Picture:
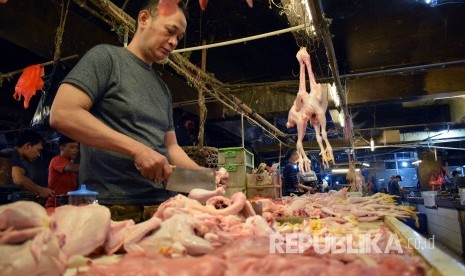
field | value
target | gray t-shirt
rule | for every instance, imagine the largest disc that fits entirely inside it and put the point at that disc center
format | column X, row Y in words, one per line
column 129, row 97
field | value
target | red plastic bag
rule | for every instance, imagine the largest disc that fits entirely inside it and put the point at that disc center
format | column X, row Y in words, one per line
column 29, row 82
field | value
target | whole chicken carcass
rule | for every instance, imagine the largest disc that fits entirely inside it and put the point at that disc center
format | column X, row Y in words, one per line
column 310, row 107
column 176, row 236
column 297, row 114
column 85, row 227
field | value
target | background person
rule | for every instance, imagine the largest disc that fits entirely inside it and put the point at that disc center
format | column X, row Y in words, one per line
column 62, row 171
column 29, row 144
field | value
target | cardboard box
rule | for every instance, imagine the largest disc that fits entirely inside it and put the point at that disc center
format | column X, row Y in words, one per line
column 263, row 179
column 231, row 191
column 237, row 175
column 239, row 156
column 274, row 192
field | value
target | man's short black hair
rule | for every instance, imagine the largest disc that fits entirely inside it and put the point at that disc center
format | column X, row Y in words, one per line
column 151, row 6
column 28, row 136
column 63, row 140
column 290, row 153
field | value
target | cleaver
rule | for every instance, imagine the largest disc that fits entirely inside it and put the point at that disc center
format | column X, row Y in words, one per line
column 183, row 180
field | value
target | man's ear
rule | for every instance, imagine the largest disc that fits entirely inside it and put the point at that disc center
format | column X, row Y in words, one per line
column 143, row 17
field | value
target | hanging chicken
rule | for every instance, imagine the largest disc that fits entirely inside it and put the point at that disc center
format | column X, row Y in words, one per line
column 310, row 107
column 203, row 4
column 168, row 7
column 29, row 82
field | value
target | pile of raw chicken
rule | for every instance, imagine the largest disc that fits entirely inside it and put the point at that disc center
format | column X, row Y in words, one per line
column 196, row 236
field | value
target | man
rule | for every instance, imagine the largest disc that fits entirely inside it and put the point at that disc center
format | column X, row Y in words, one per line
column 27, row 150
column 391, row 179
column 62, row 171
column 455, row 177
column 119, row 109
column 397, row 190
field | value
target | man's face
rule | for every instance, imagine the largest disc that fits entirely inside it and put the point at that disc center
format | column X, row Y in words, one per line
column 294, row 157
column 160, row 35
column 32, row 152
column 70, row 150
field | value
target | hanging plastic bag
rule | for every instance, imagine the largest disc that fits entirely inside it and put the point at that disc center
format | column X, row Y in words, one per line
column 29, row 82
column 52, row 82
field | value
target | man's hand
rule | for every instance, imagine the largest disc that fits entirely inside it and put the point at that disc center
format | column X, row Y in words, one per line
column 45, row 192
column 221, row 177
column 151, row 164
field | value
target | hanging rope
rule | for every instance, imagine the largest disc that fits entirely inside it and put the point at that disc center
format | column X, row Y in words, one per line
column 60, row 31
column 202, row 113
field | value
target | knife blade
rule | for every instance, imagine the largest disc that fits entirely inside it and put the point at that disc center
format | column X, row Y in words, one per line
column 183, row 180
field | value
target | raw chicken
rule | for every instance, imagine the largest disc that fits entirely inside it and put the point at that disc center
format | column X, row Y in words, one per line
column 309, row 107
column 203, row 4
column 38, row 256
column 202, row 195
column 144, row 263
column 85, row 227
column 176, row 236
column 23, row 214
column 115, row 237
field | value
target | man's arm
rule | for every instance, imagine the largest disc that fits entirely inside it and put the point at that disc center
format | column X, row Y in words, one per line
column 20, row 179
column 71, row 167
column 70, row 115
column 177, row 155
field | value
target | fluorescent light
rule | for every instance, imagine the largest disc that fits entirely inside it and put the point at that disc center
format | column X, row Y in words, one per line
column 449, row 97
column 342, row 119
column 342, row 170
column 334, row 95
column 307, row 8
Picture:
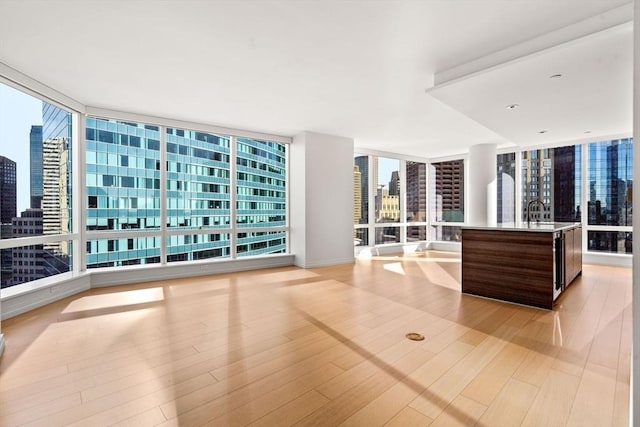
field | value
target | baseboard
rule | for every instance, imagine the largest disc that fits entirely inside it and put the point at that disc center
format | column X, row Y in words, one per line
column 109, row 277
column 324, row 263
column 22, row 302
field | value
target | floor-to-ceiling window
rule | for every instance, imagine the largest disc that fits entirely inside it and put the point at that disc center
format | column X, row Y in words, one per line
column 416, row 200
column 35, row 188
column 386, row 176
column 551, row 184
column 361, row 186
column 447, row 200
column 126, row 178
column 152, row 194
column 261, row 197
column 609, row 196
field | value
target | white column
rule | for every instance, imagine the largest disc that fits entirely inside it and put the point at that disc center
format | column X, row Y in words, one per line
column 321, row 199
column 481, row 190
column 1, row 336
column 635, row 359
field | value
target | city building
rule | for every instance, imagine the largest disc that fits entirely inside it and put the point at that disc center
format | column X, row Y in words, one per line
column 35, row 166
column 28, row 262
column 8, row 196
column 416, row 199
column 282, row 95
column 357, row 194
column 362, row 163
column 394, row 184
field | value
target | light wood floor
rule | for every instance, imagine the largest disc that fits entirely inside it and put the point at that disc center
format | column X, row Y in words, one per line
column 323, row 346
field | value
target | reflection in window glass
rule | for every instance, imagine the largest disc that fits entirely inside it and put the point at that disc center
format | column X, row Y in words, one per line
column 261, row 183
column 387, row 199
column 260, row 243
column 416, row 233
column 387, row 235
column 610, row 176
column 28, row 263
column 197, row 179
column 361, row 237
column 610, row 241
column 192, row 247
column 361, row 190
column 123, row 251
column 446, row 233
column 447, row 188
column 552, row 176
column 124, row 197
column 416, row 174
column 506, row 188
column 35, row 186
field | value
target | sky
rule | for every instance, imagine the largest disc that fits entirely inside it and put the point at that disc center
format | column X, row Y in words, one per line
column 18, row 112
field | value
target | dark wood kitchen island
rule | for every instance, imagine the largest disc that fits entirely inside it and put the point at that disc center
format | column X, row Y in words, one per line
column 529, row 265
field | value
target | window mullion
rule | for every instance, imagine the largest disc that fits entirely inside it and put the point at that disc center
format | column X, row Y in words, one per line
column 233, row 238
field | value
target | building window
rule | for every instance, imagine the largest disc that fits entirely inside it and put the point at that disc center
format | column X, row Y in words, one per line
column 386, row 175
column 261, row 186
column 112, row 188
column 447, row 190
column 610, row 203
column 198, row 179
column 563, row 177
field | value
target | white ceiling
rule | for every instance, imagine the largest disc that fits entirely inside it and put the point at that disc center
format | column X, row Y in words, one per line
column 350, row 68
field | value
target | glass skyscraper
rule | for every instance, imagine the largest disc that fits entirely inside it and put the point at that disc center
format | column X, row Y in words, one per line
column 123, row 178
column 35, row 171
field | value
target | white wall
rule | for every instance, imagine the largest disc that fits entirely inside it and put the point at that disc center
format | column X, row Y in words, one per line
column 321, row 199
column 481, row 190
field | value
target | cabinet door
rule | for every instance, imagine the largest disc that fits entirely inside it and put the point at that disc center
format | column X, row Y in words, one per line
column 568, row 256
column 577, row 251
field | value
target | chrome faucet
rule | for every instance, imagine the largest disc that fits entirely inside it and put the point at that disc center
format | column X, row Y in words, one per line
column 529, row 210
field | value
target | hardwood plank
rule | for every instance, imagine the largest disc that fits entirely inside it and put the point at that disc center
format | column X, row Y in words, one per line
column 461, row 412
column 511, row 405
column 409, row 417
column 293, row 411
column 553, row 403
column 593, row 405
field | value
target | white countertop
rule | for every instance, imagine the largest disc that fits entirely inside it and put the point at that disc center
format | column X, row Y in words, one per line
column 534, row 226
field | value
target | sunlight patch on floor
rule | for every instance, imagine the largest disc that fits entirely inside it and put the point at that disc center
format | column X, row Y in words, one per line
column 116, row 299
+ + +
### Exercise instructions
Return word for word the lines from the beginning of the entries through the line that contains "target | cardboard box", both ends included, but no pictures.

### Exercise output
Picture:
field | value
target | gray t-shirt
rule | for every instance, imagine the largest disc that fits entirely inside it and put the point at that disc center
format | column X, row Y in words, one per line
column 129, row 97
field | value
target | red plastic bag
rule | for every instance, imagine the largest disc that fits entirely inside it and put the point at that disc center
format | column X, row Y in words, one per line
column 29, row 82
field | value
target | whole chicken carcass
rule | for every instance, imagine the largest disc that fits entirely inside it and put the point at that disc center
format | column X, row Y in words, one per line
column 310, row 107
column 176, row 236
column 297, row 114
column 85, row 227
field | value
target | background person
rule | for every instance, imagine the largest disc that fits entirely inside it and put the point at that disc center
format | column X, row Y in words, one per line
column 62, row 171
column 29, row 144
field | value
target | cardboard box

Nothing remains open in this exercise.